(Passage):
The film is aimed to be a video diary for his child, who won’t be born until after his death. Of course, Josef’s behavior systematically devolves into truly disturbing stuff, the kind of thing that makes you second guess trusting anybody. It’s a movie aimed to unsettle, and feels disturbingly like a home video just waiting for a random viewer to find it—and watch. 

Unfriended: Dark Web (2018)

Technically a sequel to Unfriended, Dark Web involves an entirely different cast yet continues along with its “screen life” subgenre roots, every single moment of the film being set on the screen of a character’s laptop. What makes it perhaps a bit more interesting is how Unfriended: Dark Web explores the unmitigated and often anomalous side of the internet as hinted in the subtitle, the dark web.

After one of the characters swipes a laptop that has been in the lost and found of a cyber cafe for weeks, he and his friends discover that the owner is part of a mysterious group called The River, where people pay to have people tortured and killed. It’s internet nightmare fuel for sure and does what many mockumentary and fourth-wall-breaking narratives do: They use human psychology to make one hyperaware of what they cannot control.

What We Do in the Shadows (2014)

Time for a laugh. What We Do in the Shadows is now an extremely popular series with its latest season recently out, but it got its actual start with an entirely different cast of actors in a standalone dark comedy horror mockumentary. Using the same masterful tone and eye for comedy, viewers are introduced to a bunch of vampire roommates living in a flat, struggling with typical issues like house cleaning, and trying to find fresh victims.

The film has since become the subject of so many hilarious memes, and its characters, from Vladislaw the Poker to Viago, become well-known and endearing characters in their own right. What We Do in the Shadows uses both horror tropes and the mockumentary style to prove that it doesn’t always have to involve breaking the fourth wall to scare or disturb; it can be used to bend reality for the sake of a good laugh.

The Blackwell Ghost (2017)

(Required work): Pick up the mockumentary horror film text after its last sentence and carry it forward. The lines that follow are separate material, unrelated to the film text.

(Supplied material):
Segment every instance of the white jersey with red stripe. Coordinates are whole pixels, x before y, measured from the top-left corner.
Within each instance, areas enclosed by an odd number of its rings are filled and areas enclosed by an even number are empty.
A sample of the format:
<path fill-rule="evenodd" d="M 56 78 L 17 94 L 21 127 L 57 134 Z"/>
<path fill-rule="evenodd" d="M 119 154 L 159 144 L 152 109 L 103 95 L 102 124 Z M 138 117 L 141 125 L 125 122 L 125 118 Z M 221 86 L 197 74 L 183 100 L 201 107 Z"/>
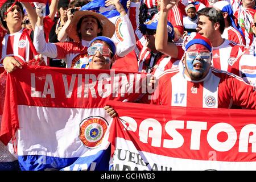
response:
<path fill-rule="evenodd" d="M 256 86 L 256 38 L 234 61 L 228 71 L 242 77 L 247 84 Z"/>
<path fill-rule="evenodd" d="M 157 0 L 143 0 L 143 3 L 147 5 L 148 9 L 155 7 L 158 6 Z"/>
<path fill-rule="evenodd" d="M 124 57 L 130 52 L 135 46 L 135 38 L 133 26 L 127 15 L 120 18 L 122 21 L 123 40 L 116 44 L 115 55 Z M 87 48 L 89 41 L 82 40 L 81 43 L 73 42 L 51 43 L 46 42 L 43 26 L 36 26 L 34 44 L 39 53 L 49 57 L 63 59 L 67 68 L 86 68 L 88 65 Z M 114 35 L 113 35 L 114 36 Z"/>
<path fill-rule="evenodd" d="M 213 47 L 212 65 L 215 68 L 226 71 L 229 64 L 232 64 L 245 49 L 244 46 L 225 39 L 221 45 Z"/>
<path fill-rule="evenodd" d="M 14 56 L 22 62 L 28 61 L 34 58 L 30 43 L 23 30 L 23 28 L 22 28 L 16 33 L 5 35 L 1 44 L 0 63 L 2 63 L 3 59 L 9 56 Z"/>
<path fill-rule="evenodd" d="M 245 46 L 245 39 L 241 33 L 232 26 L 225 28 L 224 32 L 221 37 L 236 43 L 237 44 Z"/>
<path fill-rule="evenodd" d="M 151 104 L 198 108 L 230 108 L 233 104 L 256 109 L 256 92 L 240 77 L 211 68 L 203 79 L 192 81 L 178 68 L 160 75 Z"/>

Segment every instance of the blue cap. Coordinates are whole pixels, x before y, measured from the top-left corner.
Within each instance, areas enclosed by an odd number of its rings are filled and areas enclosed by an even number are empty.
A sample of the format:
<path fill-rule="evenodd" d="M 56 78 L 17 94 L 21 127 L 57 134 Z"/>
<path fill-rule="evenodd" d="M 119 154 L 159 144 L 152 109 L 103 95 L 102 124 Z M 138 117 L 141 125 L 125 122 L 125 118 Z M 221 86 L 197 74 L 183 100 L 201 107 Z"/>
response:
<path fill-rule="evenodd" d="M 106 36 L 99 36 L 97 37 L 96 37 L 95 38 L 94 38 L 93 39 L 92 39 L 90 42 L 90 43 L 89 44 L 88 47 L 90 47 L 90 45 L 92 44 L 92 43 L 94 42 L 95 40 L 103 40 L 104 42 L 105 42 L 110 47 L 110 49 L 113 52 L 113 55 L 115 54 L 115 52 L 117 51 L 117 48 L 115 47 L 115 44 L 114 43 L 114 42 L 112 40 L 112 39 L 111 39 L 110 38 L 109 38 Z"/>
<path fill-rule="evenodd" d="M 144 24 L 144 26 L 148 30 L 156 30 L 156 27 L 158 27 L 158 19 L 155 19 L 150 24 Z M 143 27 L 143 26 L 142 26 Z M 172 24 L 169 21 L 167 22 L 167 30 L 168 30 L 168 36 L 171 37 L 171 38 L 174 39 L 174 30 Z"/>

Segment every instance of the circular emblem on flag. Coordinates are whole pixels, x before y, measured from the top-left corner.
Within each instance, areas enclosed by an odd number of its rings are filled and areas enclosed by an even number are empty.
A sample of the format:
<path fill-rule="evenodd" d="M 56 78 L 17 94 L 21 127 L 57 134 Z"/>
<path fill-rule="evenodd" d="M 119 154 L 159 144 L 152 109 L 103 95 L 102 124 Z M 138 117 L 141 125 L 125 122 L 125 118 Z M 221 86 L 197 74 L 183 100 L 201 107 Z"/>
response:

(Result of the task):
Like a lot of people that talk about The Blackwell Ghost on the internet, I don’t really know where it came from and who the director/writer is. Its elusiveness may be the reason it got so much attention upon discovery because, in the short hour-long mockumentary, viewers go on a surprisingly creepy journey of a zombie film director seeking out possible proof of a house being haunted. The scares are well done and never heavy-handed.

The director himself comes off as endearing and self-deprecating, which adds to the entire investigation. Though I can’t speak for the many sequels to The Blackwell Ghost, the first one stands as a great example of the mockumentary and how when done well, subtly, and with good writing, you don’t really need anything but a single camera to make something effective.

[REC] (2007)

Back when [REC] was originally making the rounds in 2007, the found footage subgenre was still on its first couple of breaths, new and fascinating to most audiences. The film was so infamous that it went on to have three sequels, which may be the reason it isn’t discussed as much nowadays. Fans got a little burned out, the subtlety of the original was watered down and stretched thin by so many sequels. The original is still a great example of the horror mockumentary.

This time it’s a news reporter and her crew tagging along with some firefighters in hopes of capturing video footage for a report. Of course, the disturbance ends up being a different kind of fire altogether: zombies. The claustrophobic nature of the film to the way the zombies are portrayed stand the test of time and are still extremely grotesque and effective. [REC] is one of those films that should be talked about in modern 2023 as much as it was a few decades ago.